─── Working data

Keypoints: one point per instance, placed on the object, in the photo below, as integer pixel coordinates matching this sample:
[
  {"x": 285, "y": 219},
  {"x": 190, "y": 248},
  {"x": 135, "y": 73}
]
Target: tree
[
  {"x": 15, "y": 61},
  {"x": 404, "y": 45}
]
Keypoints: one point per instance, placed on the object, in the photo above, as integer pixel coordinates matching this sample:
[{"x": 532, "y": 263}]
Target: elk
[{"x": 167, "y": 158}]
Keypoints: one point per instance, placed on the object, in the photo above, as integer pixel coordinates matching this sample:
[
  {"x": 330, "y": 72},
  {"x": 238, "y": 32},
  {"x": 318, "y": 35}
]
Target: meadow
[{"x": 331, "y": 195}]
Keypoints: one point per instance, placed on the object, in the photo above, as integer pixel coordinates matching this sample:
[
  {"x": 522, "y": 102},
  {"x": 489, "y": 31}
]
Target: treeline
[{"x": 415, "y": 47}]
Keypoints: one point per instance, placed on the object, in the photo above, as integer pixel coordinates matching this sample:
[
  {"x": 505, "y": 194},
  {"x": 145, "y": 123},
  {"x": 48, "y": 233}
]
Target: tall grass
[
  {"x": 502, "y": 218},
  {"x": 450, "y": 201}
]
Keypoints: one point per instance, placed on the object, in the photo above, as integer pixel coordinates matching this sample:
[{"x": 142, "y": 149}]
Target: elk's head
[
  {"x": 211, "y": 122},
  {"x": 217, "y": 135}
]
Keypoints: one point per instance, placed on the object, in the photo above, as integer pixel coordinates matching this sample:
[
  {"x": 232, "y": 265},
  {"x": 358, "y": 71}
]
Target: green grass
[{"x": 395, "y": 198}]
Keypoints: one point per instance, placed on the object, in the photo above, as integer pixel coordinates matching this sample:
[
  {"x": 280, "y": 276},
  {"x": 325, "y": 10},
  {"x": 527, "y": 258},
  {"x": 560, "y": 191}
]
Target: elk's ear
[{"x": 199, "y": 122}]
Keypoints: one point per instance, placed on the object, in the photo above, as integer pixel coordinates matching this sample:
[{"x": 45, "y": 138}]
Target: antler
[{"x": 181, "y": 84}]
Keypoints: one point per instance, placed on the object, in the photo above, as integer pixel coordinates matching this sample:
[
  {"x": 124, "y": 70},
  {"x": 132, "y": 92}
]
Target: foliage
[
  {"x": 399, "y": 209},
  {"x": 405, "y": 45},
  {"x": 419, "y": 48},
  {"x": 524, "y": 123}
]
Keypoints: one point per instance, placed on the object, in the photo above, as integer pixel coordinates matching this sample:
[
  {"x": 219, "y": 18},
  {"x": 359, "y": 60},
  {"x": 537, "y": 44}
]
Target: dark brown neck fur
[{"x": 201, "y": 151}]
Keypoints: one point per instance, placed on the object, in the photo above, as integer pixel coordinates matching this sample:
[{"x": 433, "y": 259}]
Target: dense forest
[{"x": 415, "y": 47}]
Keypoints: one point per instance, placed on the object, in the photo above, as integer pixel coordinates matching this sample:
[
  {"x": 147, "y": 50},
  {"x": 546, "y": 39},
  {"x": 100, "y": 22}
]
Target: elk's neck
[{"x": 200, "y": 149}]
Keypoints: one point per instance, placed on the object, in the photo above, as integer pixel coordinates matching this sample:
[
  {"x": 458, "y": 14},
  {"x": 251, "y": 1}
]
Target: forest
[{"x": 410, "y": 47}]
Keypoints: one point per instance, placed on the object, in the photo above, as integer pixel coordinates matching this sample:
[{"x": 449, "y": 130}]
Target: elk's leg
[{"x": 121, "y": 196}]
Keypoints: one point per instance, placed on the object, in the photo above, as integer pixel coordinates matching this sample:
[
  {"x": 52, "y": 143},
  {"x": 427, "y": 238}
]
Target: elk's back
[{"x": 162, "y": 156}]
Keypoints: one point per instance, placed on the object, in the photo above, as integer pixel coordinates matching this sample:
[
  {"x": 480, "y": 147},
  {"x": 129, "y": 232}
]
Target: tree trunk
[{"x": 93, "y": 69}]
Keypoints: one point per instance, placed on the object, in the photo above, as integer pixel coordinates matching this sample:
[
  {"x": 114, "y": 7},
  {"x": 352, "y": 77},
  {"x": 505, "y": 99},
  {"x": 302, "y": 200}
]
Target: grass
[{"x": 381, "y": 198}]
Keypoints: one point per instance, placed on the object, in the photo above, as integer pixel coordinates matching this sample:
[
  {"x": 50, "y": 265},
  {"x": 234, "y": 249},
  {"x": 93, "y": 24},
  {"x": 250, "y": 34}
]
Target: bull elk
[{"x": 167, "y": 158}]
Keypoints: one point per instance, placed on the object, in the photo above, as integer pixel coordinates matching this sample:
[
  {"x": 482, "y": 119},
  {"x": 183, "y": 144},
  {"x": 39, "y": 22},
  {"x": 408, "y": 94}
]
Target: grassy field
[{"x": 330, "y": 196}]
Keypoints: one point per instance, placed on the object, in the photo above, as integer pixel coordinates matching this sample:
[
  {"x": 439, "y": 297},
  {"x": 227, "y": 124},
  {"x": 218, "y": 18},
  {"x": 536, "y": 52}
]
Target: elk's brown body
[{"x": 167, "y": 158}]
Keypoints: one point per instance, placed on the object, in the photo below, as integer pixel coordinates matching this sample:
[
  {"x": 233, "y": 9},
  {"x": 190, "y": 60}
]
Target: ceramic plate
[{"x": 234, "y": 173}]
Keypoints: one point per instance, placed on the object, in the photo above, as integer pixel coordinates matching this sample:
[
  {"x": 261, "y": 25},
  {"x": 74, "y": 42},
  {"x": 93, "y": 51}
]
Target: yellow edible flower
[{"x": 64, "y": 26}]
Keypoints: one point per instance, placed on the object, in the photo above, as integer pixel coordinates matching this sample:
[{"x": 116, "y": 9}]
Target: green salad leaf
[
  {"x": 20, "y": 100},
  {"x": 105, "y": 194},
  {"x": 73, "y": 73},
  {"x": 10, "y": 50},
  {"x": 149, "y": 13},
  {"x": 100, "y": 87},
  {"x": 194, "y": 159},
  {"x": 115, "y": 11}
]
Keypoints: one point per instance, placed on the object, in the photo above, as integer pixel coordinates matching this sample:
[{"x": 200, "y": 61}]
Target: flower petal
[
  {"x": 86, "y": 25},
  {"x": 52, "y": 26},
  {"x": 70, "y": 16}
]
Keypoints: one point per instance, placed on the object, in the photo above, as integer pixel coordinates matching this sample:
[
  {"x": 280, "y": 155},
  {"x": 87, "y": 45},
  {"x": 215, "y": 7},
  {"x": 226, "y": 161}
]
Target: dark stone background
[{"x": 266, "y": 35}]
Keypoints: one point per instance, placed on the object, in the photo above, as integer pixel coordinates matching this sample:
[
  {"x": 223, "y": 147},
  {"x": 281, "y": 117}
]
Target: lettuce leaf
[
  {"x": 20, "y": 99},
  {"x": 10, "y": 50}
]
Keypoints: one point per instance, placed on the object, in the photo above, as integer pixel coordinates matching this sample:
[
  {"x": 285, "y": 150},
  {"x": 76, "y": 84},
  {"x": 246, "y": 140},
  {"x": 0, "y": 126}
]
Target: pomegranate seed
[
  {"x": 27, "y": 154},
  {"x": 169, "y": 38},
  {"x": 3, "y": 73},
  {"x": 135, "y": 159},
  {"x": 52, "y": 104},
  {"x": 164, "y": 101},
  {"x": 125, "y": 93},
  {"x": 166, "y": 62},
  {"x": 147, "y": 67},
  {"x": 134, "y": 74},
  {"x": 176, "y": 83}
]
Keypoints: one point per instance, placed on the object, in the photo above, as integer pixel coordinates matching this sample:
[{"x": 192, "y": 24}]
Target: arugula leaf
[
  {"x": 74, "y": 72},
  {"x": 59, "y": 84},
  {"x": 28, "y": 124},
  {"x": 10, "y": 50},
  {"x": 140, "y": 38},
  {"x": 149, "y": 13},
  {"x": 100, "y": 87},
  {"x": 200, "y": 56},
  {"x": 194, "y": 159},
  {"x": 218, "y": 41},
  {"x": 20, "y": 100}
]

──────

• Set exercise
Which lines in the listing above contain the word "neck"? Copy each of them out in full.

• Task output
Target: dark brown neck fur
Target: elk's neck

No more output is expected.